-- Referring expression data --
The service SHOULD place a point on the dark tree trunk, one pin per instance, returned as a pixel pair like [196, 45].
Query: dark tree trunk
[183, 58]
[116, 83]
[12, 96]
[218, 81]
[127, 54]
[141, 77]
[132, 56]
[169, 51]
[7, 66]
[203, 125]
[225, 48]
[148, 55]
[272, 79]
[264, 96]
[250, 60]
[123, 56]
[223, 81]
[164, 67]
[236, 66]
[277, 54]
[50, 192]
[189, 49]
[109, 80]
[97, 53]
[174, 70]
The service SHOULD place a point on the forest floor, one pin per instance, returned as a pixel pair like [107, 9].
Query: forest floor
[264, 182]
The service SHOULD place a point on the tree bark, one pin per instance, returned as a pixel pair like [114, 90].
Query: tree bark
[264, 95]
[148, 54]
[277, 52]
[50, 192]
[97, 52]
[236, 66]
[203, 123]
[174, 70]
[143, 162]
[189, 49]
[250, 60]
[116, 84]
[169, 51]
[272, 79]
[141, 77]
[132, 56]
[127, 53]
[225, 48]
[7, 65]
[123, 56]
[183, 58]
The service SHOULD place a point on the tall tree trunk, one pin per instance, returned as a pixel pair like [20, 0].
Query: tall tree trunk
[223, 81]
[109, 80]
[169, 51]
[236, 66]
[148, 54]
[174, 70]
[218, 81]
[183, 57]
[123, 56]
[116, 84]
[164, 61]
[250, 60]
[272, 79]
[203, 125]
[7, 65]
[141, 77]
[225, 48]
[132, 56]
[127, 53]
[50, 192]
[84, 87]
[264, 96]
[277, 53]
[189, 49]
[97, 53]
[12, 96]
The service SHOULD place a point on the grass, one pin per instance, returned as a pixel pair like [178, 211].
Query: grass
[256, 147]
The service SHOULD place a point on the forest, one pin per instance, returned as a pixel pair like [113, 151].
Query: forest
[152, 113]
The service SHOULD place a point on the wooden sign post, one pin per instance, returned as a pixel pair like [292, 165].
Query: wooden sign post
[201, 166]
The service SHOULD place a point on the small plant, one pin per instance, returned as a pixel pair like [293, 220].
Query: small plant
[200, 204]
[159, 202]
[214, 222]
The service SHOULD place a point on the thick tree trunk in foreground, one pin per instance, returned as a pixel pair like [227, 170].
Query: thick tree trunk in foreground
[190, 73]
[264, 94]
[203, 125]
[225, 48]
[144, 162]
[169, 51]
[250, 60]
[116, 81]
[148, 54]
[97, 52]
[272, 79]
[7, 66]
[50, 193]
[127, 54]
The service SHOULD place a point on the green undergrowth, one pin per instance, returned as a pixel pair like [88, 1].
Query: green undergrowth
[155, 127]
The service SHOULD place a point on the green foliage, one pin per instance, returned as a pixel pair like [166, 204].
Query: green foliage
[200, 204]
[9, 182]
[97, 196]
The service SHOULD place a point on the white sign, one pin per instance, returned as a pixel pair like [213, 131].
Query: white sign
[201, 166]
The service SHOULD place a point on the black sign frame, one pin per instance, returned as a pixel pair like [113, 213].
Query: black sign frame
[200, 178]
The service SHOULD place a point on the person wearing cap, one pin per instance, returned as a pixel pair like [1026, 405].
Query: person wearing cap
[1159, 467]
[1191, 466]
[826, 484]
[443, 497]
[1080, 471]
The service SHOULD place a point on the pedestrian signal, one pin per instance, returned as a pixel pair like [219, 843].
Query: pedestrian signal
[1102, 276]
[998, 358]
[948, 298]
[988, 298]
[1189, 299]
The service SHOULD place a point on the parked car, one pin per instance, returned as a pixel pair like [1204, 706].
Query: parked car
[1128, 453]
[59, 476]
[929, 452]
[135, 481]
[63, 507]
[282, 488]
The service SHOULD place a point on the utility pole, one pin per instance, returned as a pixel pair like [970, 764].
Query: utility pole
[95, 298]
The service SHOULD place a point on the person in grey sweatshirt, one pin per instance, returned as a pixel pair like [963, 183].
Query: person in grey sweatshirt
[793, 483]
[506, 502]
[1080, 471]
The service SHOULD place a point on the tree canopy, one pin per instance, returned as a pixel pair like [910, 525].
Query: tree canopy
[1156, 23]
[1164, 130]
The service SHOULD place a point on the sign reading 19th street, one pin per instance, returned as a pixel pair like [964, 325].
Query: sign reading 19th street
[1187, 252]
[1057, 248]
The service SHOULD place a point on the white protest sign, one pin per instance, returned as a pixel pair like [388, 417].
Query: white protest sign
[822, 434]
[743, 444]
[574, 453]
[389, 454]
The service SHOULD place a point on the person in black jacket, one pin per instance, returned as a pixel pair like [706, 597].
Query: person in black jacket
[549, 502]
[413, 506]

-- PROBLEM DETAILS --
The answer should hold the lines from the one containing "The service SHOULD place a point on the person in black" through the end of the entries above, set down exactly, with both ends included.

-- REPLY --
The service SHOULD place a point on the person in black jacket, one pin per instance, returned as a pixel pair like [706, 597].
Query: person in black jacket
[549, 502]
[413, 506]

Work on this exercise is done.